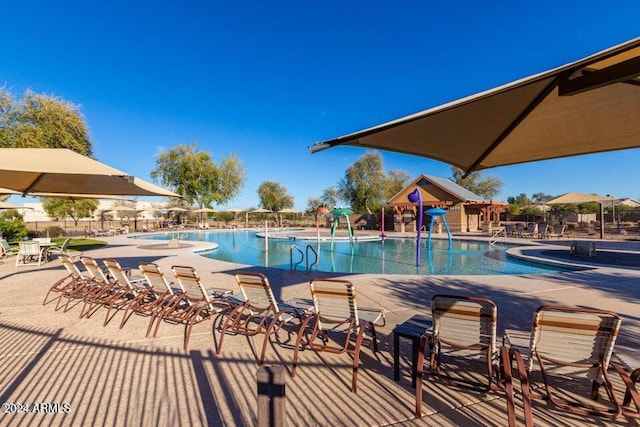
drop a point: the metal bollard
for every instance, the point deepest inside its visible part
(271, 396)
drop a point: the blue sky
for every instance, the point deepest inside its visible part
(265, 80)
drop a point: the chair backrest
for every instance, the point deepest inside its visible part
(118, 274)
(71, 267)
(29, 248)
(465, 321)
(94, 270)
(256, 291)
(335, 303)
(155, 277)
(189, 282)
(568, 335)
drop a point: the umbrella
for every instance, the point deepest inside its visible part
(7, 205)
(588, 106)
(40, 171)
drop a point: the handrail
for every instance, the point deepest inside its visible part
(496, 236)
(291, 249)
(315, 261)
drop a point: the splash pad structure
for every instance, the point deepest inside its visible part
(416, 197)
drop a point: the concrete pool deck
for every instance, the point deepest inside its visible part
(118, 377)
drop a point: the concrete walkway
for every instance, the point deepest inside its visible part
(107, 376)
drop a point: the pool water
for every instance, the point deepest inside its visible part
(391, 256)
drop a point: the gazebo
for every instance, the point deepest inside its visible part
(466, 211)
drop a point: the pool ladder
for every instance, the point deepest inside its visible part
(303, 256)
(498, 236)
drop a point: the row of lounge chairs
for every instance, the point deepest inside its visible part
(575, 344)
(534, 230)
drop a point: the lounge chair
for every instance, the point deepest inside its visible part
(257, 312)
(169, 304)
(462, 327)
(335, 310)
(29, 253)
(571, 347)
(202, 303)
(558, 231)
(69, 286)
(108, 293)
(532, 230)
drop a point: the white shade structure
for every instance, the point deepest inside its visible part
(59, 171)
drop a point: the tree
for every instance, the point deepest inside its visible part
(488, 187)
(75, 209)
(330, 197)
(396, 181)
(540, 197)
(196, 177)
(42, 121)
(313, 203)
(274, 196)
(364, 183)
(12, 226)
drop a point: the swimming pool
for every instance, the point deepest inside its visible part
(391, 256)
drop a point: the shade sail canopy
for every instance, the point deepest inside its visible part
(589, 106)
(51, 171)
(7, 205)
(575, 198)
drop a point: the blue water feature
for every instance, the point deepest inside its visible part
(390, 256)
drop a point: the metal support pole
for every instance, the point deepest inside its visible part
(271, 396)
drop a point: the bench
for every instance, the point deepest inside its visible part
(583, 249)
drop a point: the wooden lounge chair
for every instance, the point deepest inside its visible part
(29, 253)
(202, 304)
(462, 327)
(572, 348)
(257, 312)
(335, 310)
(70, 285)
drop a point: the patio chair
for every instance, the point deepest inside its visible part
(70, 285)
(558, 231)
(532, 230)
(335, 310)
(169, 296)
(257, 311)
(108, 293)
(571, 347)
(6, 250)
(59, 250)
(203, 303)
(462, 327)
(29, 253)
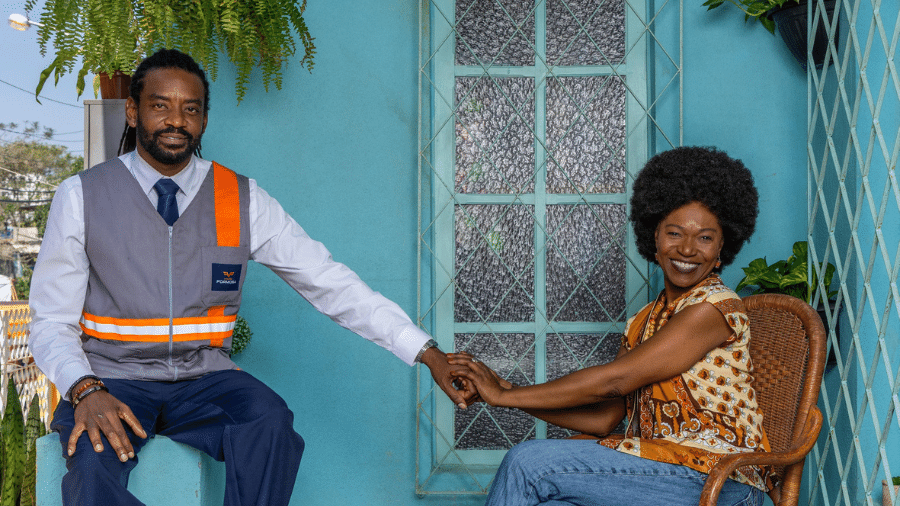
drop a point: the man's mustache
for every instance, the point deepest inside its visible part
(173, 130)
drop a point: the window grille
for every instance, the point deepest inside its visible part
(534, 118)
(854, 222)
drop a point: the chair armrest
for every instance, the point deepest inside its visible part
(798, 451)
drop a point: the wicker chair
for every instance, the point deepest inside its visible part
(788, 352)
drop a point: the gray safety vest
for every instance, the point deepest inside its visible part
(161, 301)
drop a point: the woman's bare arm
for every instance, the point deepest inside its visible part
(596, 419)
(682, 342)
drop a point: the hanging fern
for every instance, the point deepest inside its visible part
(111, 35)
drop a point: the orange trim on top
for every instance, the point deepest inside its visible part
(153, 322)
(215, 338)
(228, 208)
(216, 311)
===
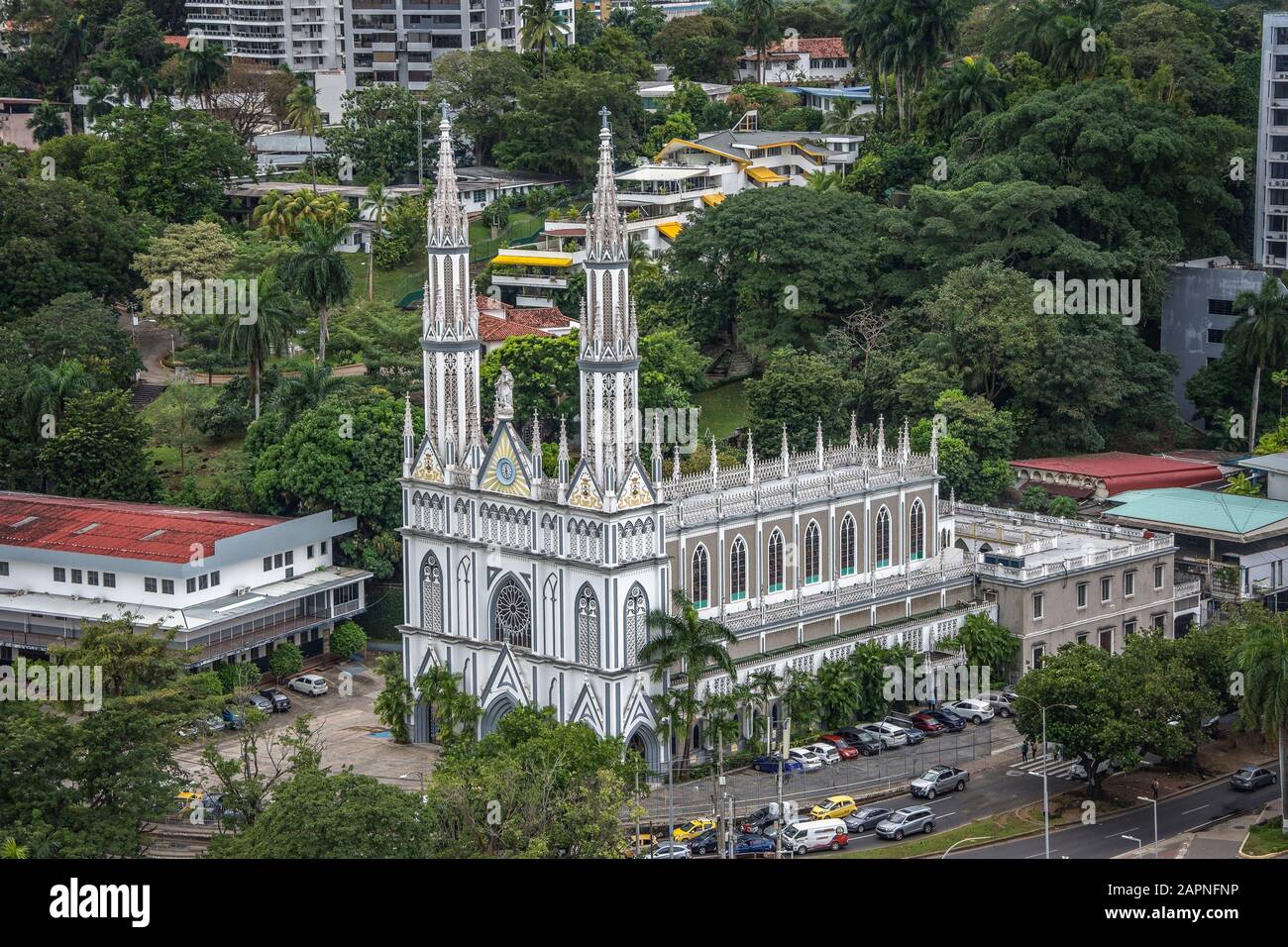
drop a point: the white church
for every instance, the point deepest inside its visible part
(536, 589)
===
• STATED TASK:
From the rows above, pull out every line that contains the word "metal" and list those lines.

• ANSWER TO THE PROBLEM:
drop a point: the metal bollard
drop a point: the metal support pole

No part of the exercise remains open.